[Start]

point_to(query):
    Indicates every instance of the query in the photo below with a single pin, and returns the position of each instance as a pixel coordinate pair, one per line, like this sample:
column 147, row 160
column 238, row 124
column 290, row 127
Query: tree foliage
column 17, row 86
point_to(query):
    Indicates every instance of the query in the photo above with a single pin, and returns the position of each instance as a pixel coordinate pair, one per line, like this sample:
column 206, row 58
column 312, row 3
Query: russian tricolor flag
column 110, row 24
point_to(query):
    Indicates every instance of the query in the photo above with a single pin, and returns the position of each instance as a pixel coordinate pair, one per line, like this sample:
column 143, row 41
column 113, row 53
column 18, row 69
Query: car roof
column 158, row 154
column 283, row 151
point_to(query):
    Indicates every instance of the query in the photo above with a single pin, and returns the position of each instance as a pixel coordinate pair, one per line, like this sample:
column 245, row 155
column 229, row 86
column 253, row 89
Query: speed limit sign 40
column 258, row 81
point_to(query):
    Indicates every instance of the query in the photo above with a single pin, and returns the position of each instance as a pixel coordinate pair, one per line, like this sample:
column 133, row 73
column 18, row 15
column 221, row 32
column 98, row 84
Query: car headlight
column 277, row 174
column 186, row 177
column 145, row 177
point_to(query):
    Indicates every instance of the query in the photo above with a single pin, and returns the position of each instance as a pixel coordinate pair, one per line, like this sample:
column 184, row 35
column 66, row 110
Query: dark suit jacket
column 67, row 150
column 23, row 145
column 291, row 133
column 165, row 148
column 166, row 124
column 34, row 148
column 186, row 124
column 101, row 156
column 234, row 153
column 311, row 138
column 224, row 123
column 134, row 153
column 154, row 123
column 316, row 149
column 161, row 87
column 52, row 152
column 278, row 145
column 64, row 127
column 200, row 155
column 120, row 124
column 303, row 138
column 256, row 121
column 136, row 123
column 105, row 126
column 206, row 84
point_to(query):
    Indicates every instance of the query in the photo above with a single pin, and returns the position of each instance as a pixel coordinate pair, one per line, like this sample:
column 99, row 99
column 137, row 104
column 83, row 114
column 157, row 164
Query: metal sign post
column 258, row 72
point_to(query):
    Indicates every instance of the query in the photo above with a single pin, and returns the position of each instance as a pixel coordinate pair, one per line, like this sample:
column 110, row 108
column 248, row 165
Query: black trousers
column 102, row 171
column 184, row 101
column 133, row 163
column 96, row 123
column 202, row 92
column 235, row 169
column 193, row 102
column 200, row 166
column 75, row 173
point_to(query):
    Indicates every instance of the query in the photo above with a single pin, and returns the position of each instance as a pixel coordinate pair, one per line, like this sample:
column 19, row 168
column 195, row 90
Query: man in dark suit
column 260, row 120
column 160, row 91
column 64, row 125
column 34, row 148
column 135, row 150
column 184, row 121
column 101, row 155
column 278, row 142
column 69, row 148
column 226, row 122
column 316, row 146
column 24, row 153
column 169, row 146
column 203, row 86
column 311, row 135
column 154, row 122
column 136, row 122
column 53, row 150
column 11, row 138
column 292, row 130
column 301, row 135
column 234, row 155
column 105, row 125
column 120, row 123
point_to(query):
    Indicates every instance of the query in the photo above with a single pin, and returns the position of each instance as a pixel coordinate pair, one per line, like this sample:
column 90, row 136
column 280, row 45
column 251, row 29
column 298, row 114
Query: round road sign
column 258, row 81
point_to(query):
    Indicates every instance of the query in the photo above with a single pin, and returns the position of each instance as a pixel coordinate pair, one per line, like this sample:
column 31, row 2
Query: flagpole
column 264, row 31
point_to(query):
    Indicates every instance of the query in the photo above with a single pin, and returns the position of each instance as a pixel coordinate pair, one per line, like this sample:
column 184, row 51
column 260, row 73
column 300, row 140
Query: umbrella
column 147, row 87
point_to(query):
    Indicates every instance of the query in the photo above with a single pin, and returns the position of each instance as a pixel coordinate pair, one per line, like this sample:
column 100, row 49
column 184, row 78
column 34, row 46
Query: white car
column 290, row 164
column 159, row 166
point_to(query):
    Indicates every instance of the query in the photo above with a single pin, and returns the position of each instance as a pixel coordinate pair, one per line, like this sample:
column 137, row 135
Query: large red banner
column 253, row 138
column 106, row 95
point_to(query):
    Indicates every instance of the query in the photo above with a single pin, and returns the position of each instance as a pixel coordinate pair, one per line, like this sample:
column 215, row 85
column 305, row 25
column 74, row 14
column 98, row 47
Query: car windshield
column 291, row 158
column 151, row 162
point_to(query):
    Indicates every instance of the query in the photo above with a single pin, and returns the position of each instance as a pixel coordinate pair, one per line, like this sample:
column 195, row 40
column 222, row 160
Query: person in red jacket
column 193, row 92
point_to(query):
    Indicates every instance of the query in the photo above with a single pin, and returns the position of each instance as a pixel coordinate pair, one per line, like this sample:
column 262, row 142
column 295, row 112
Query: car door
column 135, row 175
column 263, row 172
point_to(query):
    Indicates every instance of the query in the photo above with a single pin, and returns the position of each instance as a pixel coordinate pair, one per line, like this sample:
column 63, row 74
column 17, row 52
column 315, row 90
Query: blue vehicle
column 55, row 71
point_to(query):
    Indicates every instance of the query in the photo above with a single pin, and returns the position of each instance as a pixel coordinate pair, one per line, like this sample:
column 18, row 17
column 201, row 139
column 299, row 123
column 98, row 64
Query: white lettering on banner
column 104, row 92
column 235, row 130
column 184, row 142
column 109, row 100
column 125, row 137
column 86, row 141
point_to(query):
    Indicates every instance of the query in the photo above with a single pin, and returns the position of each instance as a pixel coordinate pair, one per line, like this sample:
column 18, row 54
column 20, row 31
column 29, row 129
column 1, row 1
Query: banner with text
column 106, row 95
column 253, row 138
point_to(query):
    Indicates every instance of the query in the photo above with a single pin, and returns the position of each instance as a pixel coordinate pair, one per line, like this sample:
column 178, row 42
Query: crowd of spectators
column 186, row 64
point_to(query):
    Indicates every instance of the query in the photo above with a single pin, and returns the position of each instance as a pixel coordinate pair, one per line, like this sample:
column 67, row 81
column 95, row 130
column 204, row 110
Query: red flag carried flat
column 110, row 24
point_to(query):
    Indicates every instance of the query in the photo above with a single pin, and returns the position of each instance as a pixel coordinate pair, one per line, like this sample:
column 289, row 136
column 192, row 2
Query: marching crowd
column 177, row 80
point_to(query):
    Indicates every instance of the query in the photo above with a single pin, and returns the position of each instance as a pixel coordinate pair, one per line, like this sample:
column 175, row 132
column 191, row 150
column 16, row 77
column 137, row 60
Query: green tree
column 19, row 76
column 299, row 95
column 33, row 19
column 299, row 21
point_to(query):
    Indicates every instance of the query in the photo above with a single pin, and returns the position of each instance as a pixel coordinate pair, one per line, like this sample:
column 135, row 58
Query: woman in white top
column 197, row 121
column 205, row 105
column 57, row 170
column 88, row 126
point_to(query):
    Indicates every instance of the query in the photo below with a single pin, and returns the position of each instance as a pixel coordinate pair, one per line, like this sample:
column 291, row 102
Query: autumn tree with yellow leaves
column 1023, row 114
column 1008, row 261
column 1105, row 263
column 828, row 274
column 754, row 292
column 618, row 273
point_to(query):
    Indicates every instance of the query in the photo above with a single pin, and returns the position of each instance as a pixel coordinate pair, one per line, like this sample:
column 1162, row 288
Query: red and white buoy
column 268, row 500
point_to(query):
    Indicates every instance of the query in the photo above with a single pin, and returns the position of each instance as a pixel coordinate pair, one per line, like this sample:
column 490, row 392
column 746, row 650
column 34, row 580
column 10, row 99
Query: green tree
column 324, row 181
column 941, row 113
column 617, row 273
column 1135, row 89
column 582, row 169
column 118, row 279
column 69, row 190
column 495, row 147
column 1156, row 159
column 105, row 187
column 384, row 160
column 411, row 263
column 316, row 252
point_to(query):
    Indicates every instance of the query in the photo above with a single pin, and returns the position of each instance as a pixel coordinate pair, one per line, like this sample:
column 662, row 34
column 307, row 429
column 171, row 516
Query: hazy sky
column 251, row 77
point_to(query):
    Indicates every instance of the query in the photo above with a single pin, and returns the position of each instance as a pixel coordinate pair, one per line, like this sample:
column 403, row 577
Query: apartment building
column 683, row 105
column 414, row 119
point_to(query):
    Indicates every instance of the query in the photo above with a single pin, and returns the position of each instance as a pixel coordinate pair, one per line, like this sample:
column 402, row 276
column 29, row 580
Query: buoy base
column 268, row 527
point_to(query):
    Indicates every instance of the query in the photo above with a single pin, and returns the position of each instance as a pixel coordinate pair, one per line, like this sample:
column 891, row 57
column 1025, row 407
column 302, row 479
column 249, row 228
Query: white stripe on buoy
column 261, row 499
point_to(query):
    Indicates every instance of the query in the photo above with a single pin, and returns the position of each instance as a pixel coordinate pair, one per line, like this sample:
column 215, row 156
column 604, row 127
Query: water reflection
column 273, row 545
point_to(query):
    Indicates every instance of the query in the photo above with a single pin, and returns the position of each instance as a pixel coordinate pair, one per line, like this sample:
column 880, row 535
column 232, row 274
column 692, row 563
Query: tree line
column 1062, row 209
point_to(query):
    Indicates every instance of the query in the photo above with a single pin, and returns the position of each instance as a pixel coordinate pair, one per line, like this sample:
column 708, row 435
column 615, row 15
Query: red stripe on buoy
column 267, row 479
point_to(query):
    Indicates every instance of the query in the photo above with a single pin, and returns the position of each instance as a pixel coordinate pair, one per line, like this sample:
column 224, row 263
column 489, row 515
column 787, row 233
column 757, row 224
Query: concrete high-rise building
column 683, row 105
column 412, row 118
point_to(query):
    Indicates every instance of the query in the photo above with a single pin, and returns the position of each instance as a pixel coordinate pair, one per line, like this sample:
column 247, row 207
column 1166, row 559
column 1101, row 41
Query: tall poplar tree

[End]

Task brief: Please find each line in the entries above that contains the string "suit" and copy it out, treating uppercase and lowercase letters as different.

Task result:
Query: dark suit jacket
Query: man in dark suit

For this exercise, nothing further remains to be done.